## Activity
Go to the line containing "Task: point out every instance of the baseboard" in the records below and retype from there through the final line, exactly.

## Dataset excerpts
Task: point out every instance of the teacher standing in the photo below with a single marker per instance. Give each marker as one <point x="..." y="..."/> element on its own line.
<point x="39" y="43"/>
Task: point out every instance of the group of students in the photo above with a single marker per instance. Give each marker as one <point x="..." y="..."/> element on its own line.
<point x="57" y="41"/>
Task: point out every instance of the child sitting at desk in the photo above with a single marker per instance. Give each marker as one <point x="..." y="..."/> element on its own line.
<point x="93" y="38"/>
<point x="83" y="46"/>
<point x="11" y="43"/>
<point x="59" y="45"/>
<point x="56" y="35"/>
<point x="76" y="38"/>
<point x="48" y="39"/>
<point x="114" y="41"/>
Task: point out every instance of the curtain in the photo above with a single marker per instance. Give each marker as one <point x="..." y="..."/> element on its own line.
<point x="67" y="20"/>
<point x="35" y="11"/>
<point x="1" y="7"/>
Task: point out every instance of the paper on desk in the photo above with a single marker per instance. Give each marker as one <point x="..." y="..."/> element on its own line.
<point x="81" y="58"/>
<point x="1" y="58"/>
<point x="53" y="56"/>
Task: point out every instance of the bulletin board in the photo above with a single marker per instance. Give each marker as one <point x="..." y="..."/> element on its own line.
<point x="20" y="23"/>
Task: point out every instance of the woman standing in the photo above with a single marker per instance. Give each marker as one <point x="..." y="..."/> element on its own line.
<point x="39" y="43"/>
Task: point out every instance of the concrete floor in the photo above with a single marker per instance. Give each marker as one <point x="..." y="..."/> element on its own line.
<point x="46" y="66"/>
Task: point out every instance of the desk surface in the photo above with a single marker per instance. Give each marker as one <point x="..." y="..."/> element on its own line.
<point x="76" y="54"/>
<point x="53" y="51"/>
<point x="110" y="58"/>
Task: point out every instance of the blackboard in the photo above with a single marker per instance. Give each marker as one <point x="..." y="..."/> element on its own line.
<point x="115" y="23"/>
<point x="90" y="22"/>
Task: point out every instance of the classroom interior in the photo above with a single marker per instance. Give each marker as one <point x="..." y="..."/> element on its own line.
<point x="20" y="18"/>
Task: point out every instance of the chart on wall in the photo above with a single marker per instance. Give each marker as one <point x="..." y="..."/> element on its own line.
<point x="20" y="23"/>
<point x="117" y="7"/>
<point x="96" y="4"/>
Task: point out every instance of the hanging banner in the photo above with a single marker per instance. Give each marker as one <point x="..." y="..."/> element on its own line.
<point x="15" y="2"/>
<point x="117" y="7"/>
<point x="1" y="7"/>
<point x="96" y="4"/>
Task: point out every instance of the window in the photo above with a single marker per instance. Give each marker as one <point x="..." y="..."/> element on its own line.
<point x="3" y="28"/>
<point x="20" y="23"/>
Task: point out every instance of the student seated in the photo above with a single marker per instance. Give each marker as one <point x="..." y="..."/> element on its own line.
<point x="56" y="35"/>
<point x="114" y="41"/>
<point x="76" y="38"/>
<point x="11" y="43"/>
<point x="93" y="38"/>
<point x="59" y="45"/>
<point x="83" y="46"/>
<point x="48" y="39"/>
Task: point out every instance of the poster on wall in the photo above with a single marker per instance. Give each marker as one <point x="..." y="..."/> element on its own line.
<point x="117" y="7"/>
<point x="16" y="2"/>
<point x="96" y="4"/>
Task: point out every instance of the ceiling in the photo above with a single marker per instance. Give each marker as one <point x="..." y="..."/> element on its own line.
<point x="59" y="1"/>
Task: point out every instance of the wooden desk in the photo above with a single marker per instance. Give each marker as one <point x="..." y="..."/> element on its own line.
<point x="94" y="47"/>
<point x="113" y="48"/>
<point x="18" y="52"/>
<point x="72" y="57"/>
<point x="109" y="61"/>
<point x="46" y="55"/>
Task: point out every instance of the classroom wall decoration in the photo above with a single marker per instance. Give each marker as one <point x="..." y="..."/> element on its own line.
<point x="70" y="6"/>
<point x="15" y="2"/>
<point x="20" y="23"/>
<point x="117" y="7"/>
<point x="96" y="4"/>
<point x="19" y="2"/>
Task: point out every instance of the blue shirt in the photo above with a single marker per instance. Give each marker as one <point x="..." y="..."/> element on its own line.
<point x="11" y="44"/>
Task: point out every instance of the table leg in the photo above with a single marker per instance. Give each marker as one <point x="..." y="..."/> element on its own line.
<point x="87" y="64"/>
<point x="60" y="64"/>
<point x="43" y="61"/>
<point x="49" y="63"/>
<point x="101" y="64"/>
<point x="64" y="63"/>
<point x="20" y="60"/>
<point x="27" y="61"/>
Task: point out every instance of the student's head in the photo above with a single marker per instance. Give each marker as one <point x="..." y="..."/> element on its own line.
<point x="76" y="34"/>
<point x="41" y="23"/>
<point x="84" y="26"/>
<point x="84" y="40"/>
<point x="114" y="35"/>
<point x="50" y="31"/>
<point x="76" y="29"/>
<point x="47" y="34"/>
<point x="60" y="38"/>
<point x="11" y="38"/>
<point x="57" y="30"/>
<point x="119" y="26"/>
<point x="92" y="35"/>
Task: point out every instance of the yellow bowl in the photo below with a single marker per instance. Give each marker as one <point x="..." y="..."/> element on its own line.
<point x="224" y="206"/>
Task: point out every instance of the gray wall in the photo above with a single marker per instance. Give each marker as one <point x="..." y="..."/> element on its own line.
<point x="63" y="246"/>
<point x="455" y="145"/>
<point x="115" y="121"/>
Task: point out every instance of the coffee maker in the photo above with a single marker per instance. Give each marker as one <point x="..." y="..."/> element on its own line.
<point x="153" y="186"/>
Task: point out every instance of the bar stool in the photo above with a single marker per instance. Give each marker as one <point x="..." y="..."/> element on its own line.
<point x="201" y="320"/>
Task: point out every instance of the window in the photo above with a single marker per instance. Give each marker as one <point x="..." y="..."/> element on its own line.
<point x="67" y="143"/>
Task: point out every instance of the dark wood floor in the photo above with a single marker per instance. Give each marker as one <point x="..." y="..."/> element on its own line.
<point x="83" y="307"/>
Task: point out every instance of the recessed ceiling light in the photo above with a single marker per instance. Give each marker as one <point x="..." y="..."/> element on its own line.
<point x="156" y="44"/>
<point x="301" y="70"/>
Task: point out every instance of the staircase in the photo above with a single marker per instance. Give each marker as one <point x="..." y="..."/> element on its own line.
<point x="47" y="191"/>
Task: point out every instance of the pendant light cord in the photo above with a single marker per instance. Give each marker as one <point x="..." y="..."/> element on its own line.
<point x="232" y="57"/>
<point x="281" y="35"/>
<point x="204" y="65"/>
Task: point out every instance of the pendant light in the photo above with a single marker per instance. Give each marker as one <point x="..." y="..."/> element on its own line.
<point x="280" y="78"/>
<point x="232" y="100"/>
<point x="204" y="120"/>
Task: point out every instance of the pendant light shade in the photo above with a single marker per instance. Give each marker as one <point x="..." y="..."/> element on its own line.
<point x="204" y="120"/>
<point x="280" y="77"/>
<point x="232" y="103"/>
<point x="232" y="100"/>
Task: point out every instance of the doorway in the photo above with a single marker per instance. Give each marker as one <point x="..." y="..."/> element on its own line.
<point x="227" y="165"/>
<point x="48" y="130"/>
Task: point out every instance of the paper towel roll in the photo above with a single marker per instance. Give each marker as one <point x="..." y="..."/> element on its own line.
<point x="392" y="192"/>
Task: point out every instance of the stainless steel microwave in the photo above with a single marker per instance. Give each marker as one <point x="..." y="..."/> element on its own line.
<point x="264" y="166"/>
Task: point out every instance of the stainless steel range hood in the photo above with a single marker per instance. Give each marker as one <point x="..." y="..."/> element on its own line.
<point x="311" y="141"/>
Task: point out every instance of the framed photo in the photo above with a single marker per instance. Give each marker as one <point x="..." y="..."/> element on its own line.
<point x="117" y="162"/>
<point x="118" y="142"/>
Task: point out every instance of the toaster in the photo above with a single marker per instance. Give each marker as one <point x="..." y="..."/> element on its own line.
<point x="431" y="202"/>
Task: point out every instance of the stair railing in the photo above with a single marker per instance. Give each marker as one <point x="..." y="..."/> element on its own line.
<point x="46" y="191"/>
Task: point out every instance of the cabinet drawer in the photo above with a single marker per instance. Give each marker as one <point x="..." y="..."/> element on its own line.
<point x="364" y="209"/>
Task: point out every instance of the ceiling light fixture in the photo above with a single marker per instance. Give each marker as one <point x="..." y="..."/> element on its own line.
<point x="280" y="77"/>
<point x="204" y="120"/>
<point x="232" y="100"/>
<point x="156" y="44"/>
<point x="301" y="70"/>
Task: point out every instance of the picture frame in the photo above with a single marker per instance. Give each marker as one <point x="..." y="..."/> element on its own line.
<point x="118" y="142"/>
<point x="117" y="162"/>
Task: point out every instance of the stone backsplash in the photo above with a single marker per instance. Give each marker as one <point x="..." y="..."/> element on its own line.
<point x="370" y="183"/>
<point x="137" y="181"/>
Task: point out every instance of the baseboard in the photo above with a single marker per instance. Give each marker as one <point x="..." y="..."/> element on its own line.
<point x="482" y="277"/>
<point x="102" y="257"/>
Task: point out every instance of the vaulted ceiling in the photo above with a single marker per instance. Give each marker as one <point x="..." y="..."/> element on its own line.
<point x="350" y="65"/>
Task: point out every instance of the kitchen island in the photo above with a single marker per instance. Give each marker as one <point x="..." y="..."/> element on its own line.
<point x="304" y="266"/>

## Solved exercise
Task: point out every instance of the baseboard in the photo above with a single marker per instance. Give each marker as one <point x="..." y="..."/> element on its own line.
<point x="482" y="277"/>
<point x="102" y="257"/>
Task: point out every instance of the vaulted ceiling in the photo above with a single marker per instance. Give each marker as one <point x="..." y="..."/> element on its own line.
<point x="350" y="65"/>
Task: point out every instance of the kitchen island in the photo above with a single marker per instance. Give each marker as one <point x="..." y="..."/> element on its own line.
<point x="304" y="266"/>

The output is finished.